Beginning at the line containing "Look at the photo above. For every instance of the carved", output every line to the end of the data below exactly as it appears.

Point placement records:
>> Start

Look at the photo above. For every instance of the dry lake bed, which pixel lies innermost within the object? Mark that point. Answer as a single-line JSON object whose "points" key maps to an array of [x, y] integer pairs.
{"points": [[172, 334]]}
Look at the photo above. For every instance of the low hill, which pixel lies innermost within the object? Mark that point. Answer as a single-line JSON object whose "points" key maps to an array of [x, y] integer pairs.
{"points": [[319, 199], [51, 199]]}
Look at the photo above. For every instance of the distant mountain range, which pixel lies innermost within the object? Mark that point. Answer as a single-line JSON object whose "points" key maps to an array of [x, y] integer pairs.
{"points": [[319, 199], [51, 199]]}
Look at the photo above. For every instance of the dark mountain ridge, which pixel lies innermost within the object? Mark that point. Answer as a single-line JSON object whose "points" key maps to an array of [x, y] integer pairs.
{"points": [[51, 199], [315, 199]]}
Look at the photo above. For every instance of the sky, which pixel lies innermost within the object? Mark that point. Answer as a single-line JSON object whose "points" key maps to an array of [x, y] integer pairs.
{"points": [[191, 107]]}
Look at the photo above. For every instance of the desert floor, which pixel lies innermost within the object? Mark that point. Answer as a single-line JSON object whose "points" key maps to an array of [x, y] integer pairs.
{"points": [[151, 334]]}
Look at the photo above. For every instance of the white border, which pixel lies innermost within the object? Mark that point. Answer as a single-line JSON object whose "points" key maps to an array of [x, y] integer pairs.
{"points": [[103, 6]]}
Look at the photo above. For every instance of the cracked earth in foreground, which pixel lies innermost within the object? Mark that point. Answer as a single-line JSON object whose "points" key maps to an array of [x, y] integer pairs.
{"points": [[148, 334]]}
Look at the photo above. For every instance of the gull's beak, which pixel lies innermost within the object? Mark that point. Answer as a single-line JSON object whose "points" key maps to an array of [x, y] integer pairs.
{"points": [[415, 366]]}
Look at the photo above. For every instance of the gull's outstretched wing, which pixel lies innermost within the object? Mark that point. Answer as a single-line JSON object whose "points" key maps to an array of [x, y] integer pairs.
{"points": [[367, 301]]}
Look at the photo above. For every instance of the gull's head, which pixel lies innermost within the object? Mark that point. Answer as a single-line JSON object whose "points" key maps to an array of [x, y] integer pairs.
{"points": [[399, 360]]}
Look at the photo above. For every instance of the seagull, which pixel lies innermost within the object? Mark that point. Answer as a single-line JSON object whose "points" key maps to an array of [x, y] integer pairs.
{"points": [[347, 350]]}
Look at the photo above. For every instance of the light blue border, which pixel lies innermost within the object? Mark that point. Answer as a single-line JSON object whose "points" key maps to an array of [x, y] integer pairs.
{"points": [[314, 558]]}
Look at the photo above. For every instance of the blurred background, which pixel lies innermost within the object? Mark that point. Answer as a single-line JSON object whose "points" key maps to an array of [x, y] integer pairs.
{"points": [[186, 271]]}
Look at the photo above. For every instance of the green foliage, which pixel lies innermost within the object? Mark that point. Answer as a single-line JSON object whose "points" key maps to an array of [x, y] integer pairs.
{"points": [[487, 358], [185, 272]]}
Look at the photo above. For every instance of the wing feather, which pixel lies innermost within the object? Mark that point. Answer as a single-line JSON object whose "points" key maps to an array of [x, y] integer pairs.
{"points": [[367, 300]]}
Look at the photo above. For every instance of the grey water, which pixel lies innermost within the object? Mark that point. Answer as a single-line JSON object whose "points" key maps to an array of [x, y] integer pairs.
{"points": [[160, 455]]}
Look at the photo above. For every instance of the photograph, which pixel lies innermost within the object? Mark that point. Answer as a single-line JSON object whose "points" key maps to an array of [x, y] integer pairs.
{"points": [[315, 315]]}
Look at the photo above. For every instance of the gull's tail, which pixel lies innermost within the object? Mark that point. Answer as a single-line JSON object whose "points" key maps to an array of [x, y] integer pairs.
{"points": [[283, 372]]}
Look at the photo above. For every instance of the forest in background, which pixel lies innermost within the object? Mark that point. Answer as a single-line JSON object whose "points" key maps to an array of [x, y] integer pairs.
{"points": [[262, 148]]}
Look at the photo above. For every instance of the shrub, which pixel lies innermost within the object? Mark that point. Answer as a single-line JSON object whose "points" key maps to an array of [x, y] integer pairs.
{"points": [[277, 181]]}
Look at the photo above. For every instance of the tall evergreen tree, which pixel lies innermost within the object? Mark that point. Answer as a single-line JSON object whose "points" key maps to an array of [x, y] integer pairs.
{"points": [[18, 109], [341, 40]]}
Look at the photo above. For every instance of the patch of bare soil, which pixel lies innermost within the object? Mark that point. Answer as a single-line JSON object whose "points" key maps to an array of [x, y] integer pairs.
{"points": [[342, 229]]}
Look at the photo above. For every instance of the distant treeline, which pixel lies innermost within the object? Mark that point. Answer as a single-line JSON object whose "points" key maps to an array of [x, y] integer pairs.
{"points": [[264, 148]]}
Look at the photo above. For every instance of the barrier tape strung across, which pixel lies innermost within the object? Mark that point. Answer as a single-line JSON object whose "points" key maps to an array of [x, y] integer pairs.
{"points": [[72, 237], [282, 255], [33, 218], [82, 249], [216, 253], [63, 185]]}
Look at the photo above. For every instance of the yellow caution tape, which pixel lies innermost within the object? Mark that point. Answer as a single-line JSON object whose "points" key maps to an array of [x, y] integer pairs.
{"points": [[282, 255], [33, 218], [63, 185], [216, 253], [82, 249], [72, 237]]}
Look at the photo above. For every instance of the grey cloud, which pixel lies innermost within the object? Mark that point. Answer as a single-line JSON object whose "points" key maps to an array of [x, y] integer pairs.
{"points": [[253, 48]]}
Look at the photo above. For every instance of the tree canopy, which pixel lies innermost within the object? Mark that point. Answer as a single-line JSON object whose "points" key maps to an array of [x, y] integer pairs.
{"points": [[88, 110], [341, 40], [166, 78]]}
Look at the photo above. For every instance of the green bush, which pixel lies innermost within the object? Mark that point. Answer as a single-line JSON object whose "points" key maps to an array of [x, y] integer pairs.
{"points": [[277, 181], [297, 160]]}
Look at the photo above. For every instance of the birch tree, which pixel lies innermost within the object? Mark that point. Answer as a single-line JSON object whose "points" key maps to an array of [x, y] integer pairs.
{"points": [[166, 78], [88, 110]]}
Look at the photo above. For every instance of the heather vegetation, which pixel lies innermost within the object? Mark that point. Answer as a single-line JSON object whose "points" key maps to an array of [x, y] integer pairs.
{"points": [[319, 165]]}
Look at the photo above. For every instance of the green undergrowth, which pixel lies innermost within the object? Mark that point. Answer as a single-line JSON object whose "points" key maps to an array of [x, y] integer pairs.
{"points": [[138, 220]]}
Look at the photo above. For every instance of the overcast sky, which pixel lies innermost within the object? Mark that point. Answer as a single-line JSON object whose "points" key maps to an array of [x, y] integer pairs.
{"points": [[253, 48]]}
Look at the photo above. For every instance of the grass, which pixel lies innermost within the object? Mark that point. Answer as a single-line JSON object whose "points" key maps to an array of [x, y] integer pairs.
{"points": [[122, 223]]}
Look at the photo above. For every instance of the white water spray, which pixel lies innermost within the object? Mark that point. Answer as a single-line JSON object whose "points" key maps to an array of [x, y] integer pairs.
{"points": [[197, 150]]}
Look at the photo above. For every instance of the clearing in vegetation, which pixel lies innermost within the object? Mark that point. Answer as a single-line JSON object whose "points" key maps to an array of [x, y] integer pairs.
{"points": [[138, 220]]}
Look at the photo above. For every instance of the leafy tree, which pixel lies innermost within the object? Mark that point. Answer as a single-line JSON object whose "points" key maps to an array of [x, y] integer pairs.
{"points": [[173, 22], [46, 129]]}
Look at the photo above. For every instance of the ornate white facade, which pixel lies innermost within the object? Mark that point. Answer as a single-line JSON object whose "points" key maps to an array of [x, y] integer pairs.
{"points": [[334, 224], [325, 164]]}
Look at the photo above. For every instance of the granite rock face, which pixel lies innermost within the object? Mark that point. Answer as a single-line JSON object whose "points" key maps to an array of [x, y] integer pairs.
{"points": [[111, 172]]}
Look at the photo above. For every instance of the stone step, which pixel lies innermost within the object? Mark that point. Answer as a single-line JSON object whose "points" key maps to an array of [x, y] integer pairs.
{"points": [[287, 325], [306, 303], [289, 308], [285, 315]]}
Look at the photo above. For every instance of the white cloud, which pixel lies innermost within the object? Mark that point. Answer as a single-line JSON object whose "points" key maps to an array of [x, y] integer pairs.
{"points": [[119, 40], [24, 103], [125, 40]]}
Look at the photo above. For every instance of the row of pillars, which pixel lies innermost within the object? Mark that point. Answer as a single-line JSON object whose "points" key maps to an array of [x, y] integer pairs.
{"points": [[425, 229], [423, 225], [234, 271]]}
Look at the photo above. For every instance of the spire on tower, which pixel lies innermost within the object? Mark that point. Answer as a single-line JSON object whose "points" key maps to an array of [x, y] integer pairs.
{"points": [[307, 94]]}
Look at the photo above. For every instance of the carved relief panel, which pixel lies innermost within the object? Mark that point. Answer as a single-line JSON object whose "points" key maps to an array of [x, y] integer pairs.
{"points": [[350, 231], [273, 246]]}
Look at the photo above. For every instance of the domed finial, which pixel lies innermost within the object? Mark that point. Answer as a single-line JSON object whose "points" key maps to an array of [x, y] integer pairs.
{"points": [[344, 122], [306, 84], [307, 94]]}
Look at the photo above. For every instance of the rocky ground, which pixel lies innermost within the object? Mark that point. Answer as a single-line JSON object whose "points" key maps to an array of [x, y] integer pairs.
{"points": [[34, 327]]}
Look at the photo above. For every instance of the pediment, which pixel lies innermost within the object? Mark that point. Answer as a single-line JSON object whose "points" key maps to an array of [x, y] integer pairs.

>> End

◆ TASK OUTPUT:
Look at the photo above. For every instance of the carved relief panel, which pixel lies innermost within the object? Mark that point. Answer as a single-line JSON object whose "points" key maps to an array of [x, y] integer pairs.
{"points": [[350, 231], [273, 246]]}
Look at the photo above. For every instance of the domed finial, which pixel lies innermost within the object? Mark that point. Answer as a single-line JSON object whose "points" key maps to an array of [x, y] integer pairs.
{"points": [[344, 122], [306, 84], [307, 94]]}
Look at the photo above. For every instance of the rocky ground, which pixel lies innermost within the object? Mark that point. Answer as a single-line JSON object whose "points" key maps to an array of [x, y] integer pairs.
{"points": [[34, 327]]}
Look at the photo above. For every instance of the pediment, which pixel lies innermost within the object? Mark that point. Answer as a single-line JSON object whose "points" key maps to an array of [x, y] integer pairs.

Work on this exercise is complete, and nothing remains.